> INFORMATION GIVEN
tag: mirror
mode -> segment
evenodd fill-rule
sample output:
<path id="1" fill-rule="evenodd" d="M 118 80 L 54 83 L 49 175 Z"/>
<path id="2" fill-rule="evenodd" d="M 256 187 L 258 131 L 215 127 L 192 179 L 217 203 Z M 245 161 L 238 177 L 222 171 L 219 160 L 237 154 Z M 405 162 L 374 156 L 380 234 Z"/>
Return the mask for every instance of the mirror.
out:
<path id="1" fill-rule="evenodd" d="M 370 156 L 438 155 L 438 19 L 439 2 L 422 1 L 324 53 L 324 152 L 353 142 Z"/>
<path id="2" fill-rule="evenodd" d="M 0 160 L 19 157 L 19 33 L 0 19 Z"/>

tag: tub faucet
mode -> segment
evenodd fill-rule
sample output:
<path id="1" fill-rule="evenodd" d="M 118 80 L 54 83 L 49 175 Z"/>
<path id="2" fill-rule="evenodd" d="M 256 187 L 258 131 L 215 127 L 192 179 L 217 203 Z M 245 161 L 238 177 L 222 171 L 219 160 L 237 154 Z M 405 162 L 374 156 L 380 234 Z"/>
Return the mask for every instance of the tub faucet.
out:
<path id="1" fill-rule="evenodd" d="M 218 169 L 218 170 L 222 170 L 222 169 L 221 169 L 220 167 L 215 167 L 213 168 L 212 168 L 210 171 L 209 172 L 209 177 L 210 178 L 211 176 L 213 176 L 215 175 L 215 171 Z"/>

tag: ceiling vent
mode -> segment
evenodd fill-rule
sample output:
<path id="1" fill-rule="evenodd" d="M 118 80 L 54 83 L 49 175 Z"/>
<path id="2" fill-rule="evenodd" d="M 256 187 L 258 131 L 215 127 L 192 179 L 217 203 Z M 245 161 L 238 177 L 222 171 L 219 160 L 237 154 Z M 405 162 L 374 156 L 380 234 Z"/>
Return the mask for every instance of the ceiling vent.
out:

> INSTRUCTIONS FOR THE TASK
Please report each line of the entries above that contains the string "mask". Case counts.

> SOLUTION TO THE PROBLEM
Return the mask for every instance of the mirror.
Return the mask for every instance of the tub faucet.
Return the mask for every instance of the ceiling vent.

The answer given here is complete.